## [Request]
In the lines below, starting at the one that contains "TARGET = distant hill ridge" and running through the end, change "locate" to "mark" and reproduce only those lines with nothing else altered. Leave the pictures out.

+++

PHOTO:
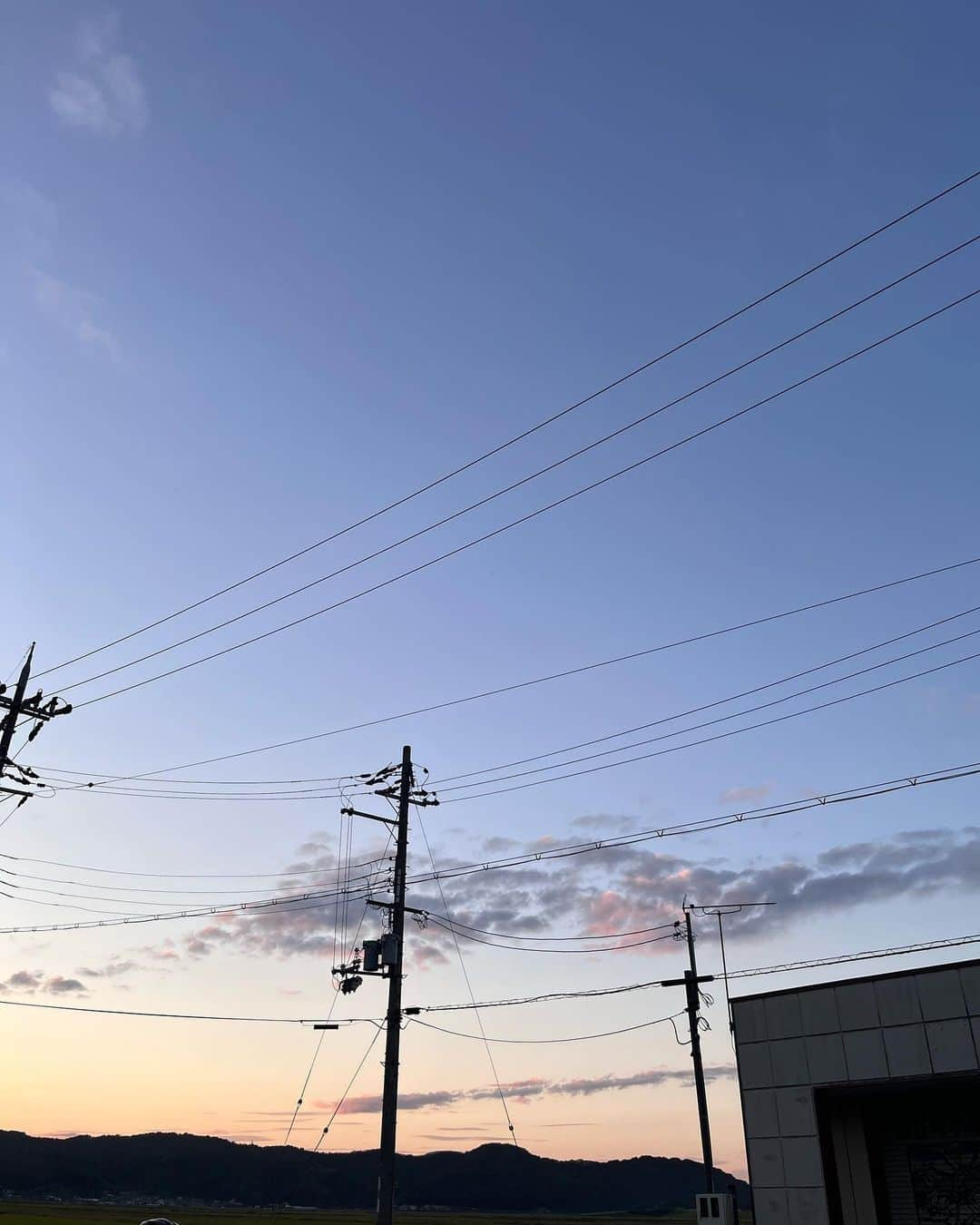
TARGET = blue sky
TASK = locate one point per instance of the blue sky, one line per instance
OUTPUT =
(269, 269)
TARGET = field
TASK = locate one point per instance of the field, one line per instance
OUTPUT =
(95, 1214)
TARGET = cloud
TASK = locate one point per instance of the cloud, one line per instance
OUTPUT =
(627, 889)
(59, 985)
(745, 794)
(31, 982)
(113, 969)
(74, 311)
(102, 93)
(524, 1091)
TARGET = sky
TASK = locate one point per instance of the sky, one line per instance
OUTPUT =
(267, 270)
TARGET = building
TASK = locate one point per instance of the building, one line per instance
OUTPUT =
(861, 1099)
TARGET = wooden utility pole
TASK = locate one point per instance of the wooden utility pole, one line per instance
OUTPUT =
(24, 710)
(691, 983)
(394, 1034)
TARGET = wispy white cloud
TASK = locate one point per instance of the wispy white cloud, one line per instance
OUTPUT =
(102, 92)
(31, 982)
(524, 1091)
(74, 310)
(745, 794)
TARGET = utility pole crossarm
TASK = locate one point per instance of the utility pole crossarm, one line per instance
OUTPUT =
(394, 1021)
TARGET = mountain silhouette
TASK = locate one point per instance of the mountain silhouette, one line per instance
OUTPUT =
(493, 1178)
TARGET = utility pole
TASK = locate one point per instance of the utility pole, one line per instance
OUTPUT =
(385, 957)
(32, 710)
(691, 982)
(394, 1023)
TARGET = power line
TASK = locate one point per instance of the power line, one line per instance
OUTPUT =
(720, 735)
(469, 989)
(541, 680)
(867, 955)
(618, 382)
(542, 510)
(524, 948)
(175, 876)
(549, 1042)
(349, 1085)
(555, 996)
(767, 812)
(723, 701)
(608, 935)
(157, 1015)
(524, 480)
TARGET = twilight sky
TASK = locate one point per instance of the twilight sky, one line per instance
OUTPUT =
(267, 269)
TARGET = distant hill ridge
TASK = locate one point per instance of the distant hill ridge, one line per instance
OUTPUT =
(493, 1178)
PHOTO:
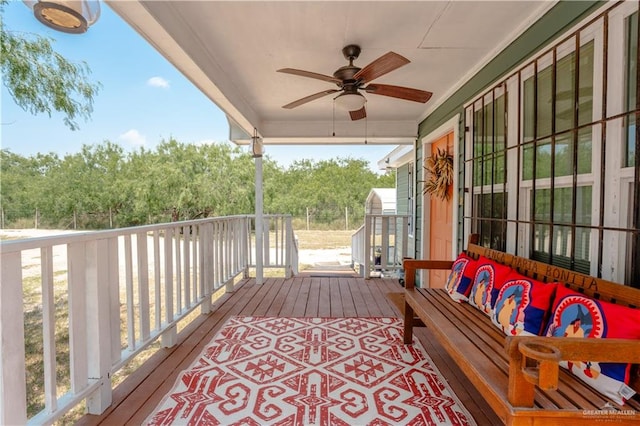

+++

## [Result of the exercise]
TARGET = distant hill ridge
TASK = mark one point per instance of the distant hill ridge, one line per instance
OUTPUT =
(493, 1178)
PHOTO:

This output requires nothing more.